**What is needed**: Can you transcribe all of the data below, reproducing every line with no changes?

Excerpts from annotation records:
-- START --

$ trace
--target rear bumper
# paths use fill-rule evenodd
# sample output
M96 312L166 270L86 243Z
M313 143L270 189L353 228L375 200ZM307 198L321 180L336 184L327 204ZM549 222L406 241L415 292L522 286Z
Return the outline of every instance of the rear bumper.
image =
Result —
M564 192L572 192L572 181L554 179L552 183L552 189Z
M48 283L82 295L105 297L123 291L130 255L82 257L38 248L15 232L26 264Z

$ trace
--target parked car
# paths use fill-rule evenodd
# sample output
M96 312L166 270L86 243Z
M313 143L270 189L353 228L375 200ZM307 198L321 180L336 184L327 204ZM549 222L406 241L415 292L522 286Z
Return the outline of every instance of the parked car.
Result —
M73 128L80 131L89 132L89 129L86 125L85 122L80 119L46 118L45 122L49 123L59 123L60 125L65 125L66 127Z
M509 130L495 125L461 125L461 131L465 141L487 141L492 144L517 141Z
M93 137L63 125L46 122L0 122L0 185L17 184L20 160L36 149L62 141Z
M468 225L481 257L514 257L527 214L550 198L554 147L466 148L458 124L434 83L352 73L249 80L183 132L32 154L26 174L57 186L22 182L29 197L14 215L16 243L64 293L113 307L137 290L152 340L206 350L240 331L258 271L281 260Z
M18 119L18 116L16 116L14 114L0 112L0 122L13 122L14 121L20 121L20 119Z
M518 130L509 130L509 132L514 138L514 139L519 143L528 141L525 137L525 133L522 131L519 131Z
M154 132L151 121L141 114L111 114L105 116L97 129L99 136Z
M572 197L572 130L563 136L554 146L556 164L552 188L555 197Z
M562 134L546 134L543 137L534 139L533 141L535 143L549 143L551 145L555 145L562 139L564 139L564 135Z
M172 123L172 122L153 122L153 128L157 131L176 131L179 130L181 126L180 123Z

-- END --

**Reply**:
$ trace
--target rear bumper
# paths use fill-rule evenodd
# sample output
M96 312L166 270L86 243Z
M313 143L270 189L353 228L375 200ZM307 198L321 180L336 184L327 204ZM549 222L406 241L415 292L522 286Z
Return the outline of every instance of the rear bumper.
image =
Result —
M564 192L572 192L572 181L554 179L552 183L552 189Z
M48 283L82 295L105 297L123 291L130 255L82 257L38 248L15 232L26 264Z

$ trace
--target parked car
# paths use fill-rule evenodd
# sample output
M96 312L166 270L86 243Z
M313 143L270 189L353 228L375 200ZM307 198L321 180L336 184L327 204ZM549 222L406 241L415 292L522 286Z
Return the outline of every instance of the parked car.
Result —
M73 128L80 131L89 132L89 129L86 125L85 122L80 119L46 118L45 122L49 123L59 123L60 125L65 125L66 127Z
M509 130L495 125L461 125L461 131L465 141L487 141L492 144L517 141Z
M93 137L63 125L46 122L0 122L0 185L17 184L20 160L36 149L62 141Z
M468 225L481 257L514 257L527 214L550 198L554 147L466 148L458 124L434 83L352 73L249 80L183 132L32 154L26 174L57 186L22 182L29 197L14 215L16 243L64 293L113 307L137 290L152 340L206 350L240 331L258 271L281 260Z
M18 119L18 116L16 116L14 114L0 112L0 122L13 122L14 121L20 121L20 119Z
M518 130L509 130L509 132L514 138L514 139L519 143L528 141L525 137L525 133L522 131L519 131Z
M154 132L151 121L141 114L111 114L105 116L97 129L99 136Z
M572 197L572 130L563 136L554 146L556 164L552 188L555 197Z
M562 134L546 134L543 137L534 139L533 141L535 143L549 143L551 145L555 145L562 139L564 139L564 135Z
M172 123L172 122L153 122L153 128L157 131L176 131L179 130L181 126L180 123Z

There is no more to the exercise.